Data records

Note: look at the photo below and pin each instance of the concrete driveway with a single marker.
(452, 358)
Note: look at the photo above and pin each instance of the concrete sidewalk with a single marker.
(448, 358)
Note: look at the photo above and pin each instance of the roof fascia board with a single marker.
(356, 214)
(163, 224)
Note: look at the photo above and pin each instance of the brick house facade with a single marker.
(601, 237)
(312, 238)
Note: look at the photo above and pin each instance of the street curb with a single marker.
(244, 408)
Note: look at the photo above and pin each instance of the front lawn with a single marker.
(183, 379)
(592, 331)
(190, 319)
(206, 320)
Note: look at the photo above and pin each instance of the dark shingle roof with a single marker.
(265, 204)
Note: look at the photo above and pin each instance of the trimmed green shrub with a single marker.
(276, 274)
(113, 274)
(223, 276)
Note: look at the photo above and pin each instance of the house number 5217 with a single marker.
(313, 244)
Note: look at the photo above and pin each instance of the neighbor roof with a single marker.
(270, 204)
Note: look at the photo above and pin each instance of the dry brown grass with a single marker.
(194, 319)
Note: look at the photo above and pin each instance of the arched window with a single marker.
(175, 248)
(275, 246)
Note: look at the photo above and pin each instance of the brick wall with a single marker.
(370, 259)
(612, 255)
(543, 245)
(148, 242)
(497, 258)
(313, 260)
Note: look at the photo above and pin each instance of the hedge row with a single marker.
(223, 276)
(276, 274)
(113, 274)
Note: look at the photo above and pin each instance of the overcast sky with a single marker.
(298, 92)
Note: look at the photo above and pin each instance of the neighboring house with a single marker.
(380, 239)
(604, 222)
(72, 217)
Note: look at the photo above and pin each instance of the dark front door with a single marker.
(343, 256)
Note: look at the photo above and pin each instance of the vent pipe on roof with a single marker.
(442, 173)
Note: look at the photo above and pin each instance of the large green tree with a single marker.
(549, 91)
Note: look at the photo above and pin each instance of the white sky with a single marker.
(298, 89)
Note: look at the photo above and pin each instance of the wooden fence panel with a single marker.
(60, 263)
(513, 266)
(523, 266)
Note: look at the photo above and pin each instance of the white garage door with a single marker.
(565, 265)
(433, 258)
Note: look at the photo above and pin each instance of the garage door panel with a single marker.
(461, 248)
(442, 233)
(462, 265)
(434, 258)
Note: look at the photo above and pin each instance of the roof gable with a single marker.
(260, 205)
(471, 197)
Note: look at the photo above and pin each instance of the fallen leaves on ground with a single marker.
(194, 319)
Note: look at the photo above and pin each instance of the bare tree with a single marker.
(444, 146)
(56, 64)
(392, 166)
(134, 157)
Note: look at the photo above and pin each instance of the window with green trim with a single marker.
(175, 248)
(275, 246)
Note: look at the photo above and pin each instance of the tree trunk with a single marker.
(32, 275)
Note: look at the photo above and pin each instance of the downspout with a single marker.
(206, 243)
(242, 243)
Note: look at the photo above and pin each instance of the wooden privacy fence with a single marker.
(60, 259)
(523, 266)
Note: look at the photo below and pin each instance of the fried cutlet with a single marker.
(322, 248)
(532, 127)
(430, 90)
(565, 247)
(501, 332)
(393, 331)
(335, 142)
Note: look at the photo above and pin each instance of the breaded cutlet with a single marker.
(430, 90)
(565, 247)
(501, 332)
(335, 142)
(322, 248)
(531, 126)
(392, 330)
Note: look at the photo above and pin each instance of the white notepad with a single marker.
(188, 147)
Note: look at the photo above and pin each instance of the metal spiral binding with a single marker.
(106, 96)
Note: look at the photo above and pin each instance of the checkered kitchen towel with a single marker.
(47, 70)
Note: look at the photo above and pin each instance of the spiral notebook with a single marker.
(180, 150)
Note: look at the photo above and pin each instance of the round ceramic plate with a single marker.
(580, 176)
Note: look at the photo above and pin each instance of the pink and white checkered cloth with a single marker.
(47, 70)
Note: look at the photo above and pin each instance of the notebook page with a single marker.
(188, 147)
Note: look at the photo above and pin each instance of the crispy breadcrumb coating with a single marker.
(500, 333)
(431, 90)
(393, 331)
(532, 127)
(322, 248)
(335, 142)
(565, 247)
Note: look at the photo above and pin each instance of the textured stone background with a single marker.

Your goal: Starting from the line containing "gable with a single marker." and ending with the final line of the data, reproduce each line exactly as it appears, including no other lines.

Correct result:
Note: look at the photo above and pin each instance of the roof gable with a single marker.
(260, 205)
(471, 197)
Note: look at the photo above and pin each instance of the fallen leaves on ground with a single marker.
(194, 319)
Note: look at the photo above and pin each instance of the bare tree with a single marker.
(444, 146)
(56, 64)
(392, 166)
(134, 157)
Note: look at the photo above and pin each instance of the window with green trim with a single marker.
(175, 248)
(275, 246)
Note: look at the photo above and pin each instance of the tree trunk with a single marker.
(32, 275)
Note: look at the photo above and pin each instance of the downspout with a single marker.
(206, 243)
(242, 243)
Note: look at the photo above and pin each instance of the wooden privacy fence with a single marker.
(60, 259)
(523, 266)
Note: look at the photo below and pin each instance of the fried cutlet with a single marker.
(322, 248)
(532, 127)
(430, 90)
(565, 247)
(501, 332)
(393, 331)
(335, 142)
Note: look at the photo above and pin each instance of the breaded cutlet with a single marker.
(430, 90)
(565, 247)
(501, 332)
(335, 142)
(322, 248)
(531, 126)
(392, 330)
Note: look at the photo above and pin each instance of the white notepad with a single marker.
(188, 147)
Note: look at the photo above and pin each instance of the metal spiral binding with a single marker.
(106, 96)
Note: look at the photo above and pin each instance of the checkered kitchen towel with a single marker.
(47, 70)
Note: look at the photo above and pin each instance of the spiral notebook with a single marker.
(180, 150)
Note: look at the photo above and pin each instance of the round ceramic plate with a single marker.
(580, 176)
Note: look at the photo above and pin each instance of the pink and white checkered cloth with a single marker.
(47, 70)
Note: look at the photo above and pin each instance of the notebook page with a single marker.
(188, 147)
Note: look at the photo above and pin each instance of the crispy breadcrumb coating with a single marker.
(500, 333)
(431, 90)
(393, 331)
(532, 127)
(322, 248)
(335, 142)
(565, 247)
Note: look at the photo above and pin each instance of the textured stone background with a single marker.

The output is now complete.